§ SET OF TASKS:
A - List every person named in the blog post about the yoga weekend with Rob.
B - Carry on the blog post about the yoga weekend with Rob from its last sentence.

§ SELECTED PASSAGE:

◆ ◆ ◆ ◆

Speaking of personal growth, here we go. Rob and I are heading to the Kripalu Center in western Massachusetts for a weekend of yoga and meditation. While I wasn't willing to do a workshop specifically for couples, our time there will no doubt bring transformation of some sort. Everyone who goes comes back changed.
I'm already dreading it, which is weird, because I'm a yogi who usually welcomes the opportunity to study with new teachers. I love how the steadiness and equanimity cultivated on the yoga mat make meeting life's challenges off the mat easier, and how each teacher brings unique insight to that process.
But I have big resistance toward growth with Rob. I guess that's what I was getting at in my last post. If you can muster enough compassion and forgiveness for a difficult or mismatched partner to get over your most serious conflicts, does that mean you have rendered moot the reasons you should not be together, end of story?
Can you forgive your way out of marital strife and into martial bliss?
Sure, but my question is: Is that the ONLY path? It's the only one any therapist has seen fit to send me down, and that has been bugging me. How about forgiving but still breaking up anyway? What about those couples who are like best friends and divorce without an ounce of acrimony? (Forget Date my Ex: Jo and Slade. There really are couples like this out there, right?)

◆ ◆ ◆ ◆

(Saved entries)
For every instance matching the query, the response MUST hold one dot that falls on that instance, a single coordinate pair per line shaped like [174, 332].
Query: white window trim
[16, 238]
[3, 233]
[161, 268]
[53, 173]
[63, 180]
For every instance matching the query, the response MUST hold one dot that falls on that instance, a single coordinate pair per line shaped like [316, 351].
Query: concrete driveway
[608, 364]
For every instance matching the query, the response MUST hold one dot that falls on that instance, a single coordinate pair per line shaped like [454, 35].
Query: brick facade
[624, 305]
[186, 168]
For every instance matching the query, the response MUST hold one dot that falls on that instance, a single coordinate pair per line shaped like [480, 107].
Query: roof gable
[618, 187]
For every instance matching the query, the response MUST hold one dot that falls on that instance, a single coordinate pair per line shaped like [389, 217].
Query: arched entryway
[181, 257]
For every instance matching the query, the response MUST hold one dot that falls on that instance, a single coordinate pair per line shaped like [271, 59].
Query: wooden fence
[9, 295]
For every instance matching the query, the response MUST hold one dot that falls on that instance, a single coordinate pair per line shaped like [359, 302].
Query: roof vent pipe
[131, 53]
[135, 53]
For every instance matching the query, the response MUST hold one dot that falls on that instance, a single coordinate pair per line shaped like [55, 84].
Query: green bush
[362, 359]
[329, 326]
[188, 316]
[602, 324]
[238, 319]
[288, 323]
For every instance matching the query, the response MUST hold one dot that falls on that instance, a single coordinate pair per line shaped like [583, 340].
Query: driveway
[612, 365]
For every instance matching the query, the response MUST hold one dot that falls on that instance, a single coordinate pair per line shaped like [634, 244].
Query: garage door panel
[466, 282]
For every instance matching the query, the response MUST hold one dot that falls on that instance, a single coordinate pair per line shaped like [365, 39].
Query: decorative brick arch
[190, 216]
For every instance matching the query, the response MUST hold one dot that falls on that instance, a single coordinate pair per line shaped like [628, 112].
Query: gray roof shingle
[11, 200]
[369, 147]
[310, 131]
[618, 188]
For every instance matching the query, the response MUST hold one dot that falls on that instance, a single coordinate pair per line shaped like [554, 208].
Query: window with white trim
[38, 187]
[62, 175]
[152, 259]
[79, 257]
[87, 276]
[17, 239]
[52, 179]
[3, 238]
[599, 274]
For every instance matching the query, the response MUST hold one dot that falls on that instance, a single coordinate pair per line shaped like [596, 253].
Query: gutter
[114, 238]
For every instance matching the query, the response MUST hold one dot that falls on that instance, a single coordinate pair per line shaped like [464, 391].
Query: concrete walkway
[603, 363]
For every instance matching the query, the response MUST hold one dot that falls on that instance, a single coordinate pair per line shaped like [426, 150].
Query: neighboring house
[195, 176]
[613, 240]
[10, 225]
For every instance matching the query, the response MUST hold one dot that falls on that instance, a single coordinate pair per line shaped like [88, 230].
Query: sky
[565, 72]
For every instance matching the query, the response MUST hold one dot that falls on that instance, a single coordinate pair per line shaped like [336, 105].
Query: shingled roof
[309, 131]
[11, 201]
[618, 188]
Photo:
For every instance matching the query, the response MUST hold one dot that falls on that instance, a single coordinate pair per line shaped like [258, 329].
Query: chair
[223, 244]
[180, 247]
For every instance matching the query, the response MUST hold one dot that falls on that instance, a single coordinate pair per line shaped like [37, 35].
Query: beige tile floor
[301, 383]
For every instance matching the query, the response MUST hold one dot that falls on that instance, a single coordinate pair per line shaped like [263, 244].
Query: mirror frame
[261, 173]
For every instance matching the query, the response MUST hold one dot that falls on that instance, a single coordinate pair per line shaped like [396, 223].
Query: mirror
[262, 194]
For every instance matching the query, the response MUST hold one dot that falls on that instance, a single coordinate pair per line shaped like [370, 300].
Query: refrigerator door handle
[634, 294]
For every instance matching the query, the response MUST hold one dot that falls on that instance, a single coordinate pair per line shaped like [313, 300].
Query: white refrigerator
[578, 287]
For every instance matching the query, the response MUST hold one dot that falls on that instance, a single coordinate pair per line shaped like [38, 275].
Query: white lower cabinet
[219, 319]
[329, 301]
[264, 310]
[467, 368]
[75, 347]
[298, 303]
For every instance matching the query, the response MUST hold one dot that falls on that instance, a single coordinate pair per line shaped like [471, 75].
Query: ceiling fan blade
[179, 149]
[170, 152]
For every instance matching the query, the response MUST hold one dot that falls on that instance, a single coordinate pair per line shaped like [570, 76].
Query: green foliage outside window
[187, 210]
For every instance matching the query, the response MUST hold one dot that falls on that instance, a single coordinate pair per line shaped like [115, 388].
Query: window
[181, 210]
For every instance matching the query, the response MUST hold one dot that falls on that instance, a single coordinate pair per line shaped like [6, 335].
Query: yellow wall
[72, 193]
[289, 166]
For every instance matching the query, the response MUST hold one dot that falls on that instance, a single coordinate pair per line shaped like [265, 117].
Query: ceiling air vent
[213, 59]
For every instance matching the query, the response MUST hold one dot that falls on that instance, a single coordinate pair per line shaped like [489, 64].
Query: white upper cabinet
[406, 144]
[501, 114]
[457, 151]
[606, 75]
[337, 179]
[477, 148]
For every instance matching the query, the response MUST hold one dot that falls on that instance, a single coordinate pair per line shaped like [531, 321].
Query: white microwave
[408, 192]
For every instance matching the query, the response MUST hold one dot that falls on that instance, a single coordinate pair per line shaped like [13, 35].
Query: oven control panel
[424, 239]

◆ ◆ ◆ ◆

§ RESPONSES TO THE EXERCISE:
A - Rob, Jo, Slade

B -
That seems more like the path before me, though readers of my blog know I'm dragging my feet, too attached to my cozy life, fearful of separation.
I'll be back next week. Hopefully the Kripalu Center will be fantastic. I'll take the advice of a friend who said to have fun, just don't drink the Kool-Aid.
Drinking to the point of poisoning while playing computer games — that's Rob's weapon of choice. He wounds himself and points the finger at me. I don't pay enough attention, he told our therapist. And she has all the sympathy in the world for him. How nice.
After a whopping near-death episode last spring he stopped drinking for two months to examine his relationship to alcohol, and when he started again he put rules in place: He'd have no more than two drinks per day, and do that no more than two times per week.
That went really well for him. His memory and response time in conversation improved, and he seemed more confident. Then I went out to the Madonna concert last week and he retaliated. (It always happens when I go out with friends or leave town on business for a day or so, leaving him alone.)
Our therapist agreed with my hastily developed strategy to react to his recent setback with no reaction. I shouldn't admonish him, but I also can't take blame or be the one to make him feel better after he acts out.
Soon I leave again for upstate NY to take care of my ailing father for a few days. (Rob didn't think coming with me was worth sacrificing a few days of vacation time. Huh. Noted.)
I wonder what Rob will do while I'm away? Will he get drunk and play video games? If he did, it would put me closer to the door, that's for sure. I'm just not attracted to that behavior. Blame me? And our bond isn't strong enough for it to be worth putting up with.
But if I'm not supposed to discuss his drinking drama with him, how do I make clear to him those consequences? Any advice?
If life is a journey, it's no weekend jaunt to the beach. It's an around-the-world expedition riddled with dangerous passages and course corrections.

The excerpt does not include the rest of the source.